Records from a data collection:

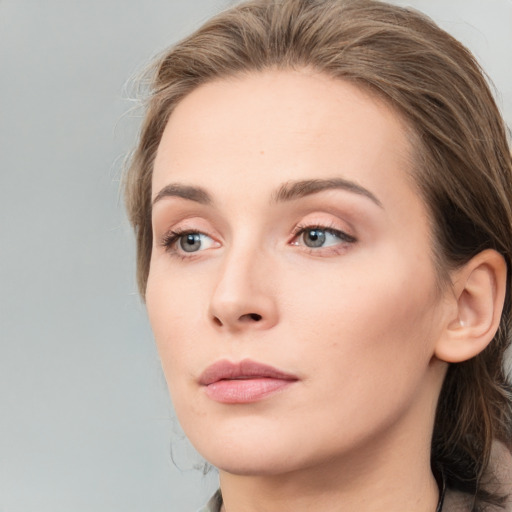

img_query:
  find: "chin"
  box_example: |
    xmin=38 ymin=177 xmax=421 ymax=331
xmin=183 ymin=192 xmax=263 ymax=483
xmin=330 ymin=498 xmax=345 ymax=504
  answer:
xmin=190 ymin=431 xmax=308 ymax=477
xmin=207 ymin=451 xmax=302 ymax=477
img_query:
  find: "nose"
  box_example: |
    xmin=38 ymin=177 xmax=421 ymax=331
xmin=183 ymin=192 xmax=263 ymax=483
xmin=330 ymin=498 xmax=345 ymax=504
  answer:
xmin=208 ymin=246 xmax=279 ymax=332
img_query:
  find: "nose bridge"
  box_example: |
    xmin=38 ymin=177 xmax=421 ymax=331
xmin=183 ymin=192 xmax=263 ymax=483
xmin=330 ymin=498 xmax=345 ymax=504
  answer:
xmin=209 ymin=234 xmax=278 ymax=330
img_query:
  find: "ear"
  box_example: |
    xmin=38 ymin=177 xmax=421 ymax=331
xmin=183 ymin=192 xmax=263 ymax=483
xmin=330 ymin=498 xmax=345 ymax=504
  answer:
xmin=435 ymin=249 xmax=507 ymax=363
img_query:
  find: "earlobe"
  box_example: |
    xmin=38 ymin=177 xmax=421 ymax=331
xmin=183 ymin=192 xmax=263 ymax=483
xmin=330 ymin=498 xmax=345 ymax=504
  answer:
xmin=435 ymin=249 xmax=507 ymax=363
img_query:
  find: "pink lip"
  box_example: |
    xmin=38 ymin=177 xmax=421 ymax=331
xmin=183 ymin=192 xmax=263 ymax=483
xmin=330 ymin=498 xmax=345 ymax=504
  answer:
xmin=199 ymin=359 xmax=298 ymax=404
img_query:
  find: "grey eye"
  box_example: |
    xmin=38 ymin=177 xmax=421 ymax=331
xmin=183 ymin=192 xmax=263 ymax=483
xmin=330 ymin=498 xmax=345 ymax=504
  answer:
xmin=180 ymin=233 xmax=203 ymax=252
xmin=302 ymin=229 xmax=327 ymax=248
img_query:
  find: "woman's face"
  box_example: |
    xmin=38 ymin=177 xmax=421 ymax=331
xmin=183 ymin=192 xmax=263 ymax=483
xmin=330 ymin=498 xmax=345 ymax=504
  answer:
xmin=147 ymin=70 xmax=449 ymax=476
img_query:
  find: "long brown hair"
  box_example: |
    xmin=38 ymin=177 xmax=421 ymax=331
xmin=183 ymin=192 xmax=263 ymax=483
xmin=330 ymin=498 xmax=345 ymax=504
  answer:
xmin=124 ymin=0 xmax=512 ymax=508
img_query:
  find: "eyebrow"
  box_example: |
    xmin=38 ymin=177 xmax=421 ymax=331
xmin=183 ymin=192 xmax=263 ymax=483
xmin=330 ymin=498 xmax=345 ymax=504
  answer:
xmin=152 ymin=178 xmax=382 ymax=209
xmin=152 ymin=183 xmax=213 ymax=207
xmin=272 ymin=178 xmax=383 ymax=207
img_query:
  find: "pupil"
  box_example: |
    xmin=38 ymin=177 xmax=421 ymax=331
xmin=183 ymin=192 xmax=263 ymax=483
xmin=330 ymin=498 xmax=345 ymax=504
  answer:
xmin=305 ymin=229 xmax=325 ymax=248
xmin=181 ymin=233 xmax=201 ymax=252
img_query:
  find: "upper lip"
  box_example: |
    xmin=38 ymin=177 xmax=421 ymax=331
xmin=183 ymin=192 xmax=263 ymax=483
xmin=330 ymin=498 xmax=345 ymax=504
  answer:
xmin=199 ymin=359 xmax=298 ymax=385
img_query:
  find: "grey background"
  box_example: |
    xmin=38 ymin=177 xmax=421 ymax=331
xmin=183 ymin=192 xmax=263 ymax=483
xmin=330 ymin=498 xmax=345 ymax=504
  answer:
xmin=0 ymin=1 xmax=510 ymax=511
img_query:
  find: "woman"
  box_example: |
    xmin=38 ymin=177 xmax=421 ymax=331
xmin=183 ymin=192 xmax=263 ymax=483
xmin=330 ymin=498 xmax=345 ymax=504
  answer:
xmin=124 ymin=0 xmax=512 ymax=510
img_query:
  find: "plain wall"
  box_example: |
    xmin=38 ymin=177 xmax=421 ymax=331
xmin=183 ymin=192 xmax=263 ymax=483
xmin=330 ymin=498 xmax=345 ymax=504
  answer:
xmin=1 ymin=1 xmax=510 ymax=511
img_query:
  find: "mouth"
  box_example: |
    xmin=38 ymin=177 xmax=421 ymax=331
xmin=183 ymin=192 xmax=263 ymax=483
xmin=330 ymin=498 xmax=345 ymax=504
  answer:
xmin=199 ymin=359 xmax=299 ymax=404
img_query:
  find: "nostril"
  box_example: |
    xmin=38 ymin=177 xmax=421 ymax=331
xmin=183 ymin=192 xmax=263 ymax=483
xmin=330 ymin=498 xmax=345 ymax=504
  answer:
xmin=212 ymin=313 xmax=262 ymax=326
xmin=238 ymin=313 xmax=262 ymax=322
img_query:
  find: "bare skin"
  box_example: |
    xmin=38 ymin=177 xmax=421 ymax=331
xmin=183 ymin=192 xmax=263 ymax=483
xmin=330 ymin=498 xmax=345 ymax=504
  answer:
xmin=147 ymin=70 xmax=506 ymax=511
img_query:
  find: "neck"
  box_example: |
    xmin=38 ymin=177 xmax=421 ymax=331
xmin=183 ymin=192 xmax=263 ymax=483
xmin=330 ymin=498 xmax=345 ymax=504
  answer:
xmin=219 ymin=449 xmax=439 ymax=512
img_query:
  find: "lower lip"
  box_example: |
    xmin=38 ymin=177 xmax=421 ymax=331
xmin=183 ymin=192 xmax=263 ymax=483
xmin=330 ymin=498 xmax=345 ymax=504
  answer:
xmin=204 ymin=378 xmax=295 ymax=404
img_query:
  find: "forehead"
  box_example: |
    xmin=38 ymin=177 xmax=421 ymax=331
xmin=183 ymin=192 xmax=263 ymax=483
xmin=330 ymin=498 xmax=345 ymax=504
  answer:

§ Activity
Without including any picture, repeat the data exactly.

§ Output
img_query:
  find: "chin"
  box_example: |
    xmin=38 ymin=177 xmax=421 ymax=331
xmin=183 ymin=192 xmax=263 ymax=483
xmin=330 ymin=498 xmax=345 ymax=504
  answer:
xmin=190 ymin=431 xmax=308 ymax=477
xmin=207 ymin=451 xmax=302 ymax=477
img_query:
  find: "nose"
  box_example: |
    xmin=38 ymin=177 xmax=421 ymax=331
xmin=183 ymin=192 xmax=263 ymax=483
xmin=330 ymin=498 xmax=345 ymax=504
  answer:
xmin=208 ymin=246 xmax=279 ymax=332
img_query:
  find: "nose bridge"
  box_example: |
    xmin=38 ymin=177 xmax=421 ymax=331
xmin=183 ymin=192 xmax=263 ymax=483
xmin=330 ymin=498 xmax=345 ymax=504
  answer:
xmin=209 ymin=234 xmax=278 ymax=330
img_query:
  find: "ear"
  box_example: |
    xmin=38 ymin=177 xmax=421 ymax=331
xmin=183 ymin=192 xmax=263 ymax=483
xmin=330 ymin=498 xmax=345 ymax=504
  answer:
xmin=435 ymin=249 xmax=507 ymax=363
img_query:
  find: "earlobe"
  box_example: |
    xmin=38 ymin=177 xmax=421 ymax=331
xmin=183 ymin=192 xmax=263 ymax=483
xmin=330 ymin=498 xmax=345 ymax=504
  answer:
xmin=435 ymin=249 xmax=507 ymax=363
img_query:
  find: "pink lip"
  box_example: |
    xmin=38 ymin=177 xmax=421 ymax=331
xmin=183 ymin=192 xmax=263 ymax=483
xmin=330 ymin=498 xmax=345 ymax=504
  answer:
xmin=199 ymin=359 xmax=298 ymax=404
img_query:
  find: "grey eye"
  box_example: |
    xmin=38 ymin=177 xmax=421 ymax=331
xmin=183 ymin=192 xmax=263 ymax=483
xmin=330 ymin=498 xmax=345 ymax=504
  answer:
xmin=180 ymin=233 xmax=203 ymax=252
xmin=302 ymin=229 xmax=327 ymax=248
img_query:
  find: "woman's face"
  box_example: |
    xmin=38 ymin=177 xmax=421 ymax=331
xmin=183 ymin=192 xmax=263 ymax=483
xmin=330 ymin=498 xmax=345 ymax=504
  answer:
xmin=147 ymin=70 xmax=449 ymax=476
img_query:
  find: "long brown hair"
  box_example: |
    xmin=38 ymin=177 xmax=421 ymax=331
xmin=183 ymin=192 xmax=263 ymax=483
xmin=330 ymin=498 xmax=345 ymax=504
  answer:
xmin=124 ymin=0 xmax=512 ymax=508
img_query:
  find: "eyebrow"
  box_example: |
    xmin=38 ymin=177 xmax=421 ymax=331
xmin=183 ymin=192 xmax=263 ymax=483
xmin=330 ymin=498 xmax=345 ymax=504
  answer:
xmin=152 ymin=178 xmax=382 ymax=209
xmin=152 ymin=183 xmax=213 ymax=207
xmin=272 ymin=178 xmax=383 ymax=207
img_query:
  find: "pupil"
  box_example: |
    xmin=38 ymin=177 xmax=421 ymax=331
xmin=183 ymin=192 xmax=263 ymax=483
xmin=330 ymin=498 xmax=345 ymax=504
  answer:
xmin=305 ymin=229 xmax=325 ymax=248
xmin=181 ymin=233 xmax=201 ymax=252
img_query:
  find: "upper lip"
  box_example: |
    xmin=38 ymin=177 xmax=421 ymax=331
xmin=183 ymin=192 xmax=263 ymax=483
xmin=330 ymin=498 xmax=345 ymax=504
  answer:
xmin=199 ymin=359 xmax=298 ymax=385
img_query:
  find: "grey background"
  box_example: |
    xmin=38 ymin=177 xmax=421 ymax=331
xmin=183 ymin=192 xmax=263 ymax=483
xmin=330 ymin=498 xmax=345 ymax=504
  answer:
xmin=0 ymin=1 xmax=510 ymax=511
img_query:
  find: "woman"
  box_example: |
    xmin=38 ymin=177 xmax=421 ymax=331
xmin=183 ymin=192 xmax=263 ymax=483
xmin=330 ymin=498 xmax=345 ymax=504
  answer:
xmin=124 ymin=0 xmax=512 ymax=510
img_query:
  find: "plain wall"
  box_example: |
    xmin=38 ymin=177 xmax=421 ymax=331
xmin=183 ymin=192 xmax=263 ymax=483
xmin=330 ymin=498 xmax=345 ymax=504
  answer:
xmin=1 ymin=1 xmax=510 ymax=511
img_query:
  find: "mouth"
  box_example: |
    xmin=38 ymin=177 xmax=421 ymax=331
xmin=183 ymin=192 xmax=263 ymax=483
xmin=330 ymin=498 xmax=345 ymax=504
  answer:
xmin=199 ymin=359 xmax=299 ymax=404
img_query:
  find: "nostril"
  box_example: |
    xmin=38 ymin=177 xmax=421 ymax=331
xmin=183 ymin=192 xmax=263 ymax=483
xmin=330 ymin=498 xmax=345 ymax=504
  answer:
xmin=212 ymin=313 xmax=262 ymax=326
xmin=238 ymin=313 xmax=262 ymax=322
img_query:
  find: "bare skin"
  box_example: |
    xmin=38 ymin=177 xmax=421 ymax=331
xmin=183 ymin=192 xmax=263 ymax=483
xmin=330 ymin=498 xmax=345 ymax=504
  answer:
xmin=147 ymin=70 xmax=506 ymax=511
img_query:
  find: "neck"
  box_example: |
    xmin=38 ymin=177 xmax=421 ymax=331
xmin=183 ymin=192 xmax=263 ymax=483
xmin=330 ymin=498 xmax=345 ymax=504
  answer:
xmin=219 ymin=449 xmax=439 ymax=512
img_query:
  find: "lower lip"
  box_example: |
    xmin=38 ymin=177 xmax=421 ymax=331
xmin=183 ymin=192 xmax=263 ymax=483
xmin=330 ymin=498 xmax=345 ymax=504
  answer:
xmin=204 ymin=378 xmax=295 ymax=404
img_query:
  find: "forehead"
  box_example: |
    xmin=38 ymin=177 xmax=421 ymax=331
xmin=183 ymin=192 xmax=263 ymax=483
xmin=330 ymin=498 xmax=345 ymax=504
  answer:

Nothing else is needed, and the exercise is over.